**本文抜粋**
+ + +
アメリカでは、人種差別による問題が絶えずあります。特に、黒人に対する差別でのニュースは、2018年になっても多々あります。 先月、フィラデルフィア州のスタバでの黒人男性2人に対する人種差別問題がニュースになりました。 その後の、一番最近の黒人差別事件としてニュースになったのは、今月5月4日に、ジョージア州で65歳の老人女性がちょっとした交通違反で停められ酷い扱いを受けたことです。
アメリカの黒人が感じる人種差別は母国の中だけではないようです。トレーシージョーンズ氏というアメリカ黒人男性は、日本で生活した数年間で自分が日本で受けた人種差別を話しにまとめてhuffingtonpost.comに投稿しました。
この話が、あまりに衝撃的だったので、日本で育った人にぜひ読んでみて欲しいと思い、日本語に訳しました。 単一民族の日本では、人種差別は身近なことではありません。人種差別に関してのちゃんとした知識がないため、どんな行動が人種差別なのか理解がないのだと思います。この方の話を読んで、自分がなんとなくやってしまった行動、人から聞いたことがある話、または目撃したことがある他人の行動が、実はそれは”差別”なんだということを知ることが出来ると思います。
写真下は、この話の筆者であるトレーシージョーンズ氏と娘カントラと妻のハルキさん。
私は東京に住んでいます。東京は98.5パーセントの人口が日本人。
私の妻、はるきは日本人で、4歳の娘、カントラは幼稚園でたった一人の黒人。
妻のお産で、娘が生まれた瞬間に分娩看護婦がハリーベリーって言ったのを覚えている。
私の娘がこの世に生まれて最初に聞いた言葉がそれ。
私がえ?という顔をしているのを察したその看護婦は、じゃあこれはどうかしら?という風に、「ナオミキャンベル?」と言った。
カントラが生まれたのは2013年の夏。専業主夫の私は、娘にインターネットのセサミストリートを使ってアルファベット、色、形、数字を英語で教えていました。 テレビを買おうか考えたけども、妻が、日本のテレビ番組はよく黒い顔を見せるんだと言って止めた。 その上、はるきの家族の家に遊びに行った時もテレビは見なかったので、テレビ番組がどうなっているのか全く知らなかった。
私が日本に引っ越したのは2011年。最初の2年間は、自分の勘違いなのか、それとも日本もアメリカのようなのか分からなかった。アメリカのようにと言うのは、黒人として自分が白人に対する恐怖を常に感じていたことと、それによって自分の身が危ないかもしれないと感じていたこと。
東京の地下鉄では、誰も私のそばに立ったり座らない。自分が気にし過ぎているのか、それとも自分が皆を怖がらせているのかわからなかった。みんな私から離れた所に立って、私をジロジロと見る。私と目が合うと、自分がじーっと見ていた人は生きている人だったんだと初めて気がついたかのように我に返り驚いた様子になる。
エスカレーターに乗るときも、スーパーのレジに並ぶ時も、バス停で並ぶ時も、そわそわする女性がいて、私から自分の身を守るかのように、ハンドバッグをギュッと押さえたり、くるっと反対の方を向いたりする。
+ + +
**表示データ**
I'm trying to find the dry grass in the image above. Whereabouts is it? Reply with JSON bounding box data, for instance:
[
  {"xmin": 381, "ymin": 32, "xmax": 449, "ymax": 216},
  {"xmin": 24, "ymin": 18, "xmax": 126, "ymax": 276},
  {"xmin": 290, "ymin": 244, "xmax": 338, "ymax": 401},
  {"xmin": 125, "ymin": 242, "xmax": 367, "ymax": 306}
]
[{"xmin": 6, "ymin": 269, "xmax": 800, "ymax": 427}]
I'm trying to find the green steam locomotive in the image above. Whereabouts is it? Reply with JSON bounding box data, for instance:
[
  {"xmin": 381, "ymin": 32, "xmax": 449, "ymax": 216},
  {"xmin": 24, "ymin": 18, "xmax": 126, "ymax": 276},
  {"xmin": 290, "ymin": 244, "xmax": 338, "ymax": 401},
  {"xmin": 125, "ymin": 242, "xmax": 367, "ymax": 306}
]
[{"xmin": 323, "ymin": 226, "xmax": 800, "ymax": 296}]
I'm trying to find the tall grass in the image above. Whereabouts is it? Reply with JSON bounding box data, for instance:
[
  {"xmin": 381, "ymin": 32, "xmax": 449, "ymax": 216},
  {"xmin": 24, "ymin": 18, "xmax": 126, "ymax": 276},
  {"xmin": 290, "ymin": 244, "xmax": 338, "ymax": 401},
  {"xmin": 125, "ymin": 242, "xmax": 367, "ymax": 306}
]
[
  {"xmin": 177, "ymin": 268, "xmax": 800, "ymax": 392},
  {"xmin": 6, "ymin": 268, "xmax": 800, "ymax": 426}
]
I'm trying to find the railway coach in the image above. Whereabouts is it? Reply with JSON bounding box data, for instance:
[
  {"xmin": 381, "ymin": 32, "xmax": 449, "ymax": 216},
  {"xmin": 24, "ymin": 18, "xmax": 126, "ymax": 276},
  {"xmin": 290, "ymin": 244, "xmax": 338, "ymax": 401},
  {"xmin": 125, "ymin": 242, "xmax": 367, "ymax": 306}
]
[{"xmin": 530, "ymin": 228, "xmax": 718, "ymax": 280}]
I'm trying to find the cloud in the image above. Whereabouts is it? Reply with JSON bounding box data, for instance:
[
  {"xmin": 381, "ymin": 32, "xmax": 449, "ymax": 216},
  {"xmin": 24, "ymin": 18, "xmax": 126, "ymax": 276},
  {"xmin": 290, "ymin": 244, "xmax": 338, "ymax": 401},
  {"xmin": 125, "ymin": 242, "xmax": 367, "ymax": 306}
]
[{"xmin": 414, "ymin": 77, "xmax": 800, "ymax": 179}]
+ + +
**練習問題**
**A.** 人種差別の体験をつづった文章のうち、「私は東京に住んでいます。東京は98.5パーセントの人口が日本人。」から「オミキャンベル?」と言った。」までを、両端も含めて一字一句違えずに書き写してください。
**B.** 人種差別の体験をつづった文章を、最後の文の後から書き継いでください。

**想定される結果**
**A.**
私は東京に住んでいます。東京は98.5パーセントの人口が日本人。
私の妻、はるきは日本人で、4歳の娘、カントラは幼稚園でたった一人の黒人。
妻のお産で、娘が生まれた瞬間に分娩看護婦がハリーベリーって言ったのを覚えている。
私の娘がこの世に生まれて最初に聞いた言葉がそれ。
私がえ?という顔をしているのを察したその看護婦は、じゃあこれはどうかしら?という風に、「ナオミキャンベル?」と言った。

**B.**
私は、英語の先生をやっていて、生徒からはボブサップに似てると言われる。ボブサップは、過去にミックスマーシャルの選手だったアメリカ人で、今は、バラエティー番組で目をぎょろぎょろさせて獣の真似をして笑わせてる。妻にボブサップに似てると言われると言ったら、「だから家にはテレビがなくてよかったと思うのよ。学校の子供たちがボブサップに似てるって言うのは、貴方が黒人だからよ。」と言われた。
地下鉄や電車の駅で、日本人が顔を黒く塗っているポスターを見ると、お化けに驚かされたかのようにギョッとする。
「カントラがテレビを毎日見ていて、あの黒い顔を見たらどうなると思う? 怖がるに決まってるわ。」と妻が言った。
でもカントラにテレビを見せないようにしていても、黒い顔を娘から完全に隠すことは出来ない。
「パパ、あれ何?」と4歳の娘が去年の11月に聞いてきた。 地下鉄の駅のフォームで電車を待っている時、黒く顔を塗った日本人のポスターを見て言ったのだ。妻が、ごめんねと娘に言って、娘をポスターから離した。「これっていじめよ。」とはるきが言った。 すると、娘が「あれ怖い。」と言った。
日本のテレビ番組、「陸海空地球征服するなんて」の宣伝が町のビルボードに挙がっている。
この番組の内容は、黒い顔の男の人がアマゾンに行き、民族に入り、骨付きの肉をがつがつと食べる。日本の子供達には、この番組のイメージで実際の黒人を見るようになってしまう。
テレビで流されている黒い顔を見せたら、娘に自分も笑いものになる黒い顔なんだと教えているようなものだ。カントラは「怖い」とか、カントラのくりくりの髪の毛は「変」だと言う風に。
私は、娘が自分のブロンズ色の肌と茶色いアフロヘアを誇りに思うようにと育てているつもりだが、単一民族文化である日本でそれを教えるのは難しい。
半分日本人で半分違う人種の子供は、自分を嫌になり、自分のような他のハーフを嫌いになるリスクがある。
日本の典型的な枠の中に入れない人は、無理やり型にハマるように従わせられる。それがたとえ日本人でもだ。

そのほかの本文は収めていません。